=== TEXT FOR ANALYSIS ===

New Jersey Flirts With Requiring Dog Groomers to Obtain a License
Amanda Botts / John-Michael Seibler /
New Jersey lawmakers are moving to license pet groomers after several New Jerseyans’ canine companions sadly died, allegedly due to grooming at well-known pet stores.
The legislation cleared a key hurdle last week when the New Jersey General Assembly approved Assembly Bill 3044, named “Bijou’s Law” after a Shih Tzu who died during a grooming. The bill now moves to the Senate for further deliberation.
As Chicago Mayor Rahm Emanuel once said, “You never want a serious crisis to go waste.” A crisis creates an “opportunity to do things that you think you could not do before.”
We love dogs, but it takes Emanuel’s unique sense of opportunism to see the sad death of a dog as justification for a state “Board of Pet Groomers.”
The likely effect of this board would be to make it harder for people to become groomers, and to make grooming more costly for pet owners. Meanwhile, established practitioners will reap the rewards that flow from higher prices and reduced competition.

=== DATA SHOWN ===

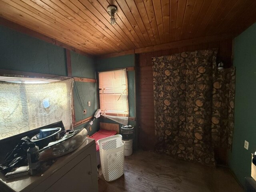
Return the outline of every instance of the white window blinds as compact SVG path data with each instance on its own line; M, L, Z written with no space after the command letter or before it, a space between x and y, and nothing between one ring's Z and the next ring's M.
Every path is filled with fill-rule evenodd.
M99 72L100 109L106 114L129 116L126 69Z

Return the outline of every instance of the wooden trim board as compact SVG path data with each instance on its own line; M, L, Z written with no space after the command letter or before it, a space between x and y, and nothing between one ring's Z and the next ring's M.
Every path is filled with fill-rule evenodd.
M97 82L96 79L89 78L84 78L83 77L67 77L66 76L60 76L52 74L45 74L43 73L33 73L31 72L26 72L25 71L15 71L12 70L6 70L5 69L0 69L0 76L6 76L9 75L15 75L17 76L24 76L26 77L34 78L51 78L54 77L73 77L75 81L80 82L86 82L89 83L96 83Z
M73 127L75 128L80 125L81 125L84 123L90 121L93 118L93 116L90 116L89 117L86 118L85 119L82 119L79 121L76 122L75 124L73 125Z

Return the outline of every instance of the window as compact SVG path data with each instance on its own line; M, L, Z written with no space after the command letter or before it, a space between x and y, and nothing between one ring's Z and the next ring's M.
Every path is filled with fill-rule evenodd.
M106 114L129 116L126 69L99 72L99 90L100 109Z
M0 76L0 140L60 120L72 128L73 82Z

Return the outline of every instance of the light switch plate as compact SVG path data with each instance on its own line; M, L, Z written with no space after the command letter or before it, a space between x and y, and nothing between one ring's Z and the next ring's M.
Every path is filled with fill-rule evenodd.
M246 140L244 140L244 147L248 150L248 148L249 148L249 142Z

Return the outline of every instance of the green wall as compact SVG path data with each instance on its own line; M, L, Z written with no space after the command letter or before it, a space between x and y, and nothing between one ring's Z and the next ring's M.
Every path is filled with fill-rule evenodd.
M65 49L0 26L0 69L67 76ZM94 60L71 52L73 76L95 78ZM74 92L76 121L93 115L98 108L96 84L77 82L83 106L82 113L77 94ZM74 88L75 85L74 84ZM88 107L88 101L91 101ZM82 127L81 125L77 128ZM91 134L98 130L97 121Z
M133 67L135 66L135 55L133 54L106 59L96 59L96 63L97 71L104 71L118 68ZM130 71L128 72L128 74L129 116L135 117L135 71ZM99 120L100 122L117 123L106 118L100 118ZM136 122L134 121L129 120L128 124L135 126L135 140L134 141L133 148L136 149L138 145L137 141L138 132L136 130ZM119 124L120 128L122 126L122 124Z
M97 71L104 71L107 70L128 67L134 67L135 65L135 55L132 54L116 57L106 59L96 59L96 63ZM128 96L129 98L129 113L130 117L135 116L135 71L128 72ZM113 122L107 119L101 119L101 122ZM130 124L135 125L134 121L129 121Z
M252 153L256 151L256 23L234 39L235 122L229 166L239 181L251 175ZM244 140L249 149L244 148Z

===
=== DATA SHOWN ===

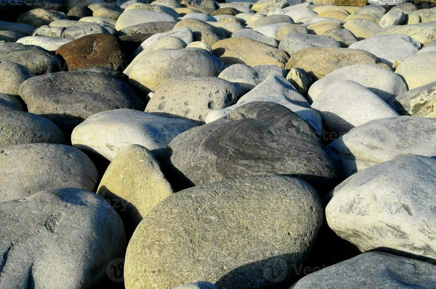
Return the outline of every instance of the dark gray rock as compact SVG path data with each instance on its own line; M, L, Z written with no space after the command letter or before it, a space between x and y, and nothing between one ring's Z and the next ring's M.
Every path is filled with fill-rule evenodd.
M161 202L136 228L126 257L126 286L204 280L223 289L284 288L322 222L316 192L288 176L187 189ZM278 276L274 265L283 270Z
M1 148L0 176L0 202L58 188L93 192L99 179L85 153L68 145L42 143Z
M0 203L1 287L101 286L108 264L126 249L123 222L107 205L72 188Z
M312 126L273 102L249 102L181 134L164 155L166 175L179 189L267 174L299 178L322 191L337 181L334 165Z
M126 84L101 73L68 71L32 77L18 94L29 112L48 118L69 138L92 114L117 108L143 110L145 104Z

===
=== DATA SHOWN ===

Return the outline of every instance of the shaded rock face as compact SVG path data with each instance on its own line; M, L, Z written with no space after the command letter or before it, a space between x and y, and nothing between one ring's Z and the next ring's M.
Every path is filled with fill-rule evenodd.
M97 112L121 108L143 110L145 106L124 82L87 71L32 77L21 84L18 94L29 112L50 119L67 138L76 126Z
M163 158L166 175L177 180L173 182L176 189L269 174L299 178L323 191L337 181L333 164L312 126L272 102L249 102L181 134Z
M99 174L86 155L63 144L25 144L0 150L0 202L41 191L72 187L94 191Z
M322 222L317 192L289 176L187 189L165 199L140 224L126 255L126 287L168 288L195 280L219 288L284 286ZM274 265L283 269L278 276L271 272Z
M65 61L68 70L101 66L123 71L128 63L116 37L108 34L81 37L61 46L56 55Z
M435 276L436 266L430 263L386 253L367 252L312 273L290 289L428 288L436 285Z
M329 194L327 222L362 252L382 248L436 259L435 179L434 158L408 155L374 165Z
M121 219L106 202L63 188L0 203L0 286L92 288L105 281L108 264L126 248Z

===

_WORK ORDER 1:_ Write out the part of the dog groomer licensing article running from "New Jersey Flirts" down to "for further deliberation.".
_WORK ORDER 2:_ According to the dog groomer licensing article, what name was given to Assembly Bill 3044, and after whom?
The records are separate material and have nothing to do with the dog groomer licensing article.

_TASK RESULT 1:_
New Jersey Flirts With Requiring Dog Groomers to Obtain a License
Amanda Botts / John-Michael Seibler /
New Jersey lawmakers are moving to license pet groomers after several New Jerseyans’ canine companions sadly died, allegedly due to grooming at well-known pet stores.
The legislation cleared a key hurdle last week when the New Jersey General Assembly approved Assembly Bill 3044, named “Bijou’s Law” after a Shih Tzu who died during a grooming. The bill now moves to the Senate for further deliberation.

_TASK RESULT 2:_ It was named "Bijou's Law" after a Shih Tzu who died during a grooming.